DIRECTIONS: Copy all lines below that use the word "wrist".

Segment Open

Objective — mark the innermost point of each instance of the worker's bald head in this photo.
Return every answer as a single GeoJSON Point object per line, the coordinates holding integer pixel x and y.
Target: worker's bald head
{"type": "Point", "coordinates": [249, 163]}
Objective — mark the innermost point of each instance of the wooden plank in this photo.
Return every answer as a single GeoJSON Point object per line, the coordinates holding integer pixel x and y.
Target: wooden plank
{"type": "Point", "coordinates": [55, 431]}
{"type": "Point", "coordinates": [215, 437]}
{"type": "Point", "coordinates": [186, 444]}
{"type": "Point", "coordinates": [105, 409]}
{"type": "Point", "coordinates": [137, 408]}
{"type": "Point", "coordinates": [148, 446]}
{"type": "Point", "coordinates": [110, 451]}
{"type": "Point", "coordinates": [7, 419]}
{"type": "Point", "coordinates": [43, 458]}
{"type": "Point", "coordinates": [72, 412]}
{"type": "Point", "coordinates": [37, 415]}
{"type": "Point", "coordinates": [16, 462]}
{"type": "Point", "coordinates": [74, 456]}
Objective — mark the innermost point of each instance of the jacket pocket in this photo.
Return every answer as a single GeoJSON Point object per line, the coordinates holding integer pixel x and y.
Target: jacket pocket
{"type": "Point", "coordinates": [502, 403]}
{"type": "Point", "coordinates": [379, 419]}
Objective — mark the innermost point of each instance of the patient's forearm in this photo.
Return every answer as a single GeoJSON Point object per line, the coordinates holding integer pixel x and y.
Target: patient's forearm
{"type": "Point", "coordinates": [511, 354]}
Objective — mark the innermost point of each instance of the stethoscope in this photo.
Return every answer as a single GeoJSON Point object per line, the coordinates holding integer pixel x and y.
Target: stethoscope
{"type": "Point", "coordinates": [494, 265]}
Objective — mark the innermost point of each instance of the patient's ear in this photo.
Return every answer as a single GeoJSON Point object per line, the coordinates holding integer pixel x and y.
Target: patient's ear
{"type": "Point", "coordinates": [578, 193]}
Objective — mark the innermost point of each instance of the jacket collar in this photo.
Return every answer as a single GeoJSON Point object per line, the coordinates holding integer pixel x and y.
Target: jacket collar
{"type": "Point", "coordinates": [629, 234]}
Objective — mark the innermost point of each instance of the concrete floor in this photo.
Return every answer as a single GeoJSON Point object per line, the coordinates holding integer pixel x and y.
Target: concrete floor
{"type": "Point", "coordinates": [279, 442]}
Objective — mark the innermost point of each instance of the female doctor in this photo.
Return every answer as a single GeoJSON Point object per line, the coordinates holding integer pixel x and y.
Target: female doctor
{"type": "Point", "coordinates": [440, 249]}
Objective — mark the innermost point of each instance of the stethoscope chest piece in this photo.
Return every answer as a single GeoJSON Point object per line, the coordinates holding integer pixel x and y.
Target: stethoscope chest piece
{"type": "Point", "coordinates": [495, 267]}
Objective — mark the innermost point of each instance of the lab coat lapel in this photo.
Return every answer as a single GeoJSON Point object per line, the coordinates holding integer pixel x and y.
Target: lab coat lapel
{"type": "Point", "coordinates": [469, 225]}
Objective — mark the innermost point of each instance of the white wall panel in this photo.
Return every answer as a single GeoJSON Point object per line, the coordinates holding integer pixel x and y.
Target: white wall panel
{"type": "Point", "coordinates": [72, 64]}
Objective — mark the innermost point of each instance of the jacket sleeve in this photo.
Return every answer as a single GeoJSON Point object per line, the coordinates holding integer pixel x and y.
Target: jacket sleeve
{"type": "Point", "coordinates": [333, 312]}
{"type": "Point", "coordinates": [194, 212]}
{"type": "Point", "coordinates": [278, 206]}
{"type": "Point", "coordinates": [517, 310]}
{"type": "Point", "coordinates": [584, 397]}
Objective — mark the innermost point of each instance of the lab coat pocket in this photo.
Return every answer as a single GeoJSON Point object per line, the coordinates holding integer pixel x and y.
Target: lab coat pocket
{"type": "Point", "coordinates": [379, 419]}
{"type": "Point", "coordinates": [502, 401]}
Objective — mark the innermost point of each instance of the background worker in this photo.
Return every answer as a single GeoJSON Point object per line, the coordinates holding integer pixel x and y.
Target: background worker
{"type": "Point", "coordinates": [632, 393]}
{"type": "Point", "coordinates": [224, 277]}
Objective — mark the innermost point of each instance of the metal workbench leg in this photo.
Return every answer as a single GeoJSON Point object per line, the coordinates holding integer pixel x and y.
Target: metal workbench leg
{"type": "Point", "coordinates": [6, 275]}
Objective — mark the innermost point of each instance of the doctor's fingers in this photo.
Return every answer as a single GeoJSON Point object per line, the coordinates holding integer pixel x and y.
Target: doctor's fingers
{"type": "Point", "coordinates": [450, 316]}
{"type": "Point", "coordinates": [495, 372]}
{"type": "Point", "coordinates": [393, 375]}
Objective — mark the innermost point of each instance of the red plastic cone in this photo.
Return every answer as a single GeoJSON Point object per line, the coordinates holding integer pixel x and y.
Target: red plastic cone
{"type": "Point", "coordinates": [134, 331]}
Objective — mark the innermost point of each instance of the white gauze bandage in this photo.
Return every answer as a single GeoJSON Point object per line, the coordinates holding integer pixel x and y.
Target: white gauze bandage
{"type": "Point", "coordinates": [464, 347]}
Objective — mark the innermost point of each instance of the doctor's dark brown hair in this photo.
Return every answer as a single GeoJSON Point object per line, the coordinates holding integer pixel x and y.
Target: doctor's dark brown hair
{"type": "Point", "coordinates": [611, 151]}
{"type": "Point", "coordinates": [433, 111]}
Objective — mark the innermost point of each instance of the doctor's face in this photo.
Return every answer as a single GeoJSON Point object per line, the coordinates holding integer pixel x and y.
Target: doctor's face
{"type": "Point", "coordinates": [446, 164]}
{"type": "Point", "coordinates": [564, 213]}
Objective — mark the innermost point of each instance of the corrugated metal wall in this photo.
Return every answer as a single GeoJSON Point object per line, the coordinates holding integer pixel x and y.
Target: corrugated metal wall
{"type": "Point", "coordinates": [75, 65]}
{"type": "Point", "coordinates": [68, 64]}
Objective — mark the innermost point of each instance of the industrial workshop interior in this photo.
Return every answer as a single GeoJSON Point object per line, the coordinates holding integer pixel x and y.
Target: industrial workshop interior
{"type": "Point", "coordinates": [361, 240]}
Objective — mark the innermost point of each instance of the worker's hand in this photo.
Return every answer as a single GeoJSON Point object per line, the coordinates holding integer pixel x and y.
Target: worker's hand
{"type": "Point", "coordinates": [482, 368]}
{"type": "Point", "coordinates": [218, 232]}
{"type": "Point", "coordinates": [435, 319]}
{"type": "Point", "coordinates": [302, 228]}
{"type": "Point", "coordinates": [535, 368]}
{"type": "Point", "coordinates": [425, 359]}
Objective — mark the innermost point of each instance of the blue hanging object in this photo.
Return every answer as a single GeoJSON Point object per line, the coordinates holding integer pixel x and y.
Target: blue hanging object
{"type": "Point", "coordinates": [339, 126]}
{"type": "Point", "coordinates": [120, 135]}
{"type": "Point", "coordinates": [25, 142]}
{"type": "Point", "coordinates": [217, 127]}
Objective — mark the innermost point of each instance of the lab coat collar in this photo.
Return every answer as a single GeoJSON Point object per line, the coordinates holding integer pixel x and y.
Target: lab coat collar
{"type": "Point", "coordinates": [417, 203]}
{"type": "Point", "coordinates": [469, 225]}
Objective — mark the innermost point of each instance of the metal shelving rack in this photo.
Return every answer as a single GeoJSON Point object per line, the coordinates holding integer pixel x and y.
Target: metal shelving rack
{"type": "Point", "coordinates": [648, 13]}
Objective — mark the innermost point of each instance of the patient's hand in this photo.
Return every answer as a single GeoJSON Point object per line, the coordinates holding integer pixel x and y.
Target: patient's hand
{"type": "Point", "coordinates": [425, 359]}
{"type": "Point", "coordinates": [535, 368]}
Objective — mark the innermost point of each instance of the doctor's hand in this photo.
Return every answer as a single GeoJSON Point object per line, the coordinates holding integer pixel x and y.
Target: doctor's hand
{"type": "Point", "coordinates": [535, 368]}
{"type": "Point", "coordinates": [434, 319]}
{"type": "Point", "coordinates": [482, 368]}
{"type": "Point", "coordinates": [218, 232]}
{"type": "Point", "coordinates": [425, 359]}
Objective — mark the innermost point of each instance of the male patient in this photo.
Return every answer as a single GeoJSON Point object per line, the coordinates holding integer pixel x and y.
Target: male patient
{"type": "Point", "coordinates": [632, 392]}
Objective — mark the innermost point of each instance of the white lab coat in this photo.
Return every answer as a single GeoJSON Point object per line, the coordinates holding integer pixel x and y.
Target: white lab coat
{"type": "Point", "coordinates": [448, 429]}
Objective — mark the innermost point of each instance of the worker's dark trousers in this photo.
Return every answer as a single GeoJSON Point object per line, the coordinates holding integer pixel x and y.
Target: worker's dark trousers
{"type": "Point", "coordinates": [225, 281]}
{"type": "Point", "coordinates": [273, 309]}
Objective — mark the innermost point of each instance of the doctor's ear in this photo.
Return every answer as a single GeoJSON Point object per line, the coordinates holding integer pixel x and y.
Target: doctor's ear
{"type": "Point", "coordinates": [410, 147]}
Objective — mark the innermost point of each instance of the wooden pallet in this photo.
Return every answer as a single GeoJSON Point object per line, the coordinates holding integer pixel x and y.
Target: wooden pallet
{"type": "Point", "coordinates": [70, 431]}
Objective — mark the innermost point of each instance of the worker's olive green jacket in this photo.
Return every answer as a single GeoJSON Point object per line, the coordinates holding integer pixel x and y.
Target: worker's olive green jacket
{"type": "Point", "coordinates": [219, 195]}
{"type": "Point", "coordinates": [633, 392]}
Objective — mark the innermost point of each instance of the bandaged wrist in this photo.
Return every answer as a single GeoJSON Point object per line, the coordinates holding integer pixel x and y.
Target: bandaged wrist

Segment Closed

OUTPUT BELOW:
Objective — mark the innermost point of each instance of the bandaged wrist in this photo.
Target: bandaged wrist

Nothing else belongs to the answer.